#### What is needed
Set down the records again, keeping each line exactly as it is.

#### Data extracts
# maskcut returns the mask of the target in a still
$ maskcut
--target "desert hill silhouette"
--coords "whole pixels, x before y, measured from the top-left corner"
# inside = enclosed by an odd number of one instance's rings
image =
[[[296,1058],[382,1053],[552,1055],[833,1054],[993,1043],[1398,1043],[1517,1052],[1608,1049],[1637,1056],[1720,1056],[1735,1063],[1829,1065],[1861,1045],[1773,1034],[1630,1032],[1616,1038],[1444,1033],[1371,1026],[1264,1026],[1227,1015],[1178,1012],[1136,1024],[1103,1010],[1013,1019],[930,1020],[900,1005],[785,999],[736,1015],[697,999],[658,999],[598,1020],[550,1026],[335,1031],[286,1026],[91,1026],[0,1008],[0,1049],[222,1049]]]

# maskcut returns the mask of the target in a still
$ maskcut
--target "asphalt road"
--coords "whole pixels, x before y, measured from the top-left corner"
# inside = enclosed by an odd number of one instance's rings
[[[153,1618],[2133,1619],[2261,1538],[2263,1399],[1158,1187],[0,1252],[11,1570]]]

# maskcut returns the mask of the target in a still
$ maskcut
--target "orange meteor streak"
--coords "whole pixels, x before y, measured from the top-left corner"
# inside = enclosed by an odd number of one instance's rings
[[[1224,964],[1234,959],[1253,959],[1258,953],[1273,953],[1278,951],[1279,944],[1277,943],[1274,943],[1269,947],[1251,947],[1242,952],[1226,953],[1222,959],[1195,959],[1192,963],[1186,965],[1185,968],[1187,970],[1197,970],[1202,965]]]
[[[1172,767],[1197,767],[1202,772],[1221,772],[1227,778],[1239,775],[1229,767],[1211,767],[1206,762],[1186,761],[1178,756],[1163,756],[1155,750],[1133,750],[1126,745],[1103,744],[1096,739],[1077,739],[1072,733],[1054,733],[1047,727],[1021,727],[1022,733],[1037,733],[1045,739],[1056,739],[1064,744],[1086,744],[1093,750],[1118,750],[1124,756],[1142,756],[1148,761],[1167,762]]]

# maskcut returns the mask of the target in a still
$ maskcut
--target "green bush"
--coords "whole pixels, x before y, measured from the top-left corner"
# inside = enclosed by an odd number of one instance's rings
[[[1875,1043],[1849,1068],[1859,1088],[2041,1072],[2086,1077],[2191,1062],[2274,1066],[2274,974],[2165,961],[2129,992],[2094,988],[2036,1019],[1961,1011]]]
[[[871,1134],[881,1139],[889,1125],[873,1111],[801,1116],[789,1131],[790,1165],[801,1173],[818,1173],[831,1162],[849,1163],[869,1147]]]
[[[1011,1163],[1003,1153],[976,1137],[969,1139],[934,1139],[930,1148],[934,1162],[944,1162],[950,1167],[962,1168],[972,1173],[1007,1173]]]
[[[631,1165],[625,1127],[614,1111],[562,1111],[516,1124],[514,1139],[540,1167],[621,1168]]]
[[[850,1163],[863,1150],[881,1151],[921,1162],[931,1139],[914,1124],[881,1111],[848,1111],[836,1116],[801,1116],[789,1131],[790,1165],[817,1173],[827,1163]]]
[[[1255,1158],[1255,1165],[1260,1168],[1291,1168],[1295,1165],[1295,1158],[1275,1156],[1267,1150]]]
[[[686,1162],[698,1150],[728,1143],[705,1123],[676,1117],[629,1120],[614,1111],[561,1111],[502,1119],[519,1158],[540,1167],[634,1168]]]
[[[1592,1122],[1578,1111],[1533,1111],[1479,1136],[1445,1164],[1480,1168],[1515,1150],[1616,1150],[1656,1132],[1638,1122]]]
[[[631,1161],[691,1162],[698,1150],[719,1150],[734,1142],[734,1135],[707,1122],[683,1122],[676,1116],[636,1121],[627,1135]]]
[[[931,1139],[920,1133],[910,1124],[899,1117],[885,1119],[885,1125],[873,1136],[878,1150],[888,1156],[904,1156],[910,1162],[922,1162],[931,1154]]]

#### Written reply
# maskcut returns the mask of the target in a still
$ maskcut
--target "desert hill silhouette"
--coords "whole pixels, x before y, measured from the top-left corner"
# inside = enclosed by an odd number of one instance's rings
image =
[[[296,1058],[382,1053],[552,1055],[833,1054],[993,1043],[1398,1043],[1517,1052],[1608,1049],[1637,1056],[1720,1056],[1735,1063],[1829,1065],[1861,1045],[1773,1034],[1630,1032],[1616,1038],[1444,1033],[1371,1026],[1264,1026],[1227,1015],[1178,1012],[1136,1024],[1103,1010],[1013,1019],[930,1020],[900,1005],[785,999],[736,1015],[697,999],[658,999],[598,1020],[550,1026],[335,1031],[286,1026],[91,1026],[0,1008],[0,1049],[222,1049]]]

# maskcut returns the mask of the target in a still
$ maskcut
--target "asphalt road"
--coords "whole pixels, x before y, measured from the top-left corner"
# inside = enclosed by an odd number of one instance's rings
[[[153,1618],[2133,1619],[2261,1538],[2263,1399],[1158,1187],[0,1252],[11,1570]]]

# maskcut returns the mask of the target in a still
$ maskcut
--target "orange meteor streak"
--coords "whole pixels, x before y, measured from the top-left corner"
# inside = enclosed by an odd number of one instance's rings
[[[1224,964],[1234,959],[1253,959],[1258,953],[1273,953],[1278,951],[1279,944],[1277,943],[1274,943],[1269,947],[1251,947],[1242,952],[1226,953],[1222,959],[1195,959],[1192,963],[1186,965],[1185,968],[1187,970],[1197,970],[1202,965]]]
[[[1172,767],[1197,767],[1202,772],[1221,772],[1227,778],[1239,775],[1229,767],[1211,767],[1206,762],[1186,761],[1178,756],[1163,756],[1155,750],[1133,750],[1126,745],[1103,744],[1096,739],[1077,739],[1072,733],[1054,733],[1047,727],[1021,727],[1022,733],[1037,733],[1045,739],[1056,739],[1064,744],[1086,744],[1093,750],[1118,750],[1124,756],[1142,756],[1148,761],[1167,762]]]

# maskcut returns the mask of the target in a still
$ maskcut
--target "green bush"
--coords "whole pixels, x before y, measured from the top-left corner"
# inside = enclosed by an odd number of one instance's rings
[[[1875,1043],[1849,1068],[1859,1088],[2041,1072],[2086,1077],[2191,1062],[2274,1066],[2274,974],[2165,961],[2129,992],[2094,988],[2036,1019],[1961,1011]]]
[[[871,1134],[881,1139],[889,1125],[873,1111],[801,1116],[789,1131],[790,1165],[801,1173],[818,1173],[831,1162],[849,1163],[869,1147]]]
[[[1011,1163],[1003,1153],[976,1137],[969,1139],[934,1139],[930,1148],[934,1162],[944,1162],[950,1167],[962,1168],[972,1173],[1007,1173]]]
[[[631,1165],[625,1127],[614,1111],[562,1111],[516,1124],[514,1139],[540,1167],[621,1168]]]
[[[850,1163],[863,1150],[881,1151],[921,1162],[931,1139],[914,1124],[881,1111],[848,1111],[836,1116],[801,1116],[789,1131],[790,1165],[817,1173],[827,1163]]]
[[[1255,1158],[1255,1165],[1260,1168],[1291,1168],[1295,1165],[1295,1158],[1275,1156],[1267,1150]]]
[[[686,1162],[698,1150],[728,1143],[705,1123],[676,1117],[629,1120],[614,1111],[561,1111],[502,1119],[519,1158],[540,1167],[634,1168]]]
[[[1592,1122],[1578,1111],[1533,1111],[1479,1136],[1445,1164],[1480,1168],[1515,1150],[1616,1150],[1656,1132],[1638,1122]]]
[[[631,1161],[691,1162],[698,1150],[719,1150],[734,1142],[734,1135],[707,1122],[683,1122],[676,1116],[636,1121],[627,1135]]]
[[[931,1139],[920,1133],[910,1124],[899,1117],[885,1119],[885,1125],[873,1136],[878,1150],[888,1156],[904,1156],[910,1162],[922,1162],[931,1154]]]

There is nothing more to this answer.